== DATA SHOWN

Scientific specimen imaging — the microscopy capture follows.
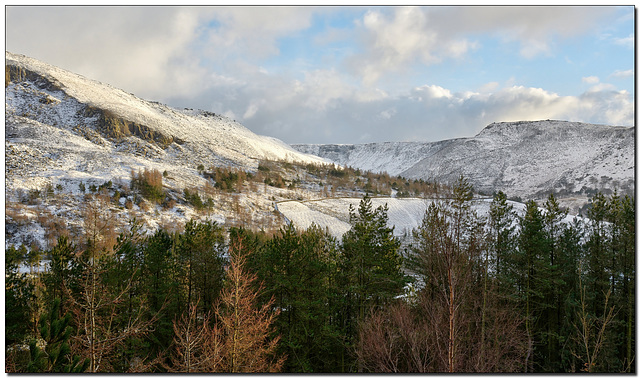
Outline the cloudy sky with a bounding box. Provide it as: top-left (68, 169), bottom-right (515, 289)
top-left (5, 6), bottom-right (635, 143)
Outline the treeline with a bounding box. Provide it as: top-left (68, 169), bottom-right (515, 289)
top-left (5, 179), bottom-right (635, 373)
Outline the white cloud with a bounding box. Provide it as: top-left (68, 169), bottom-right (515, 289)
top-left (613, 34), bottom-right (635, 50)
top-left (582, 76), bottom-right (600, 84)
top-left (610, 70), bottom-right (634, 79)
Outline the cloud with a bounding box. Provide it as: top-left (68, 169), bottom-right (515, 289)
top-left (6, 6), bottom-right (313, 100)
top-left (6, 6), bottom-right (634, 143)
top-left (610, 70), bottom-right (634, 79)
top-left (582, 76), bottom-right (600, 84)
top-left (613, 34), bottom-right (635, 50)
top-left (347, 6), bottom-right (615, 85)
top-left (349, 7), bottom-right (477, 85)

====

• **TASK DIRECTIONS**
Print the data above word for word, from the line that contains "Outline the cloud with" up to and including the final line of the data.

• **ANSWER TO THIS TASK**
Outline the cloud with a bounding box. Provide it as: top-left (68, 169), bottom-right (515, 289)
top-left (6, 6), bottom-right (313, 100)
top-left (6, 6), bottom-right (634, 143)
top-left (610, 70), bottom-right (634, 79)
top-left (582, 76), bottom-right (600, 84)
top-left (613, 34), bottom-right (635, 50)
top-left (347, 6), bottom-right (615, 85)
top-left (349, 7), bottom-right (477, 85)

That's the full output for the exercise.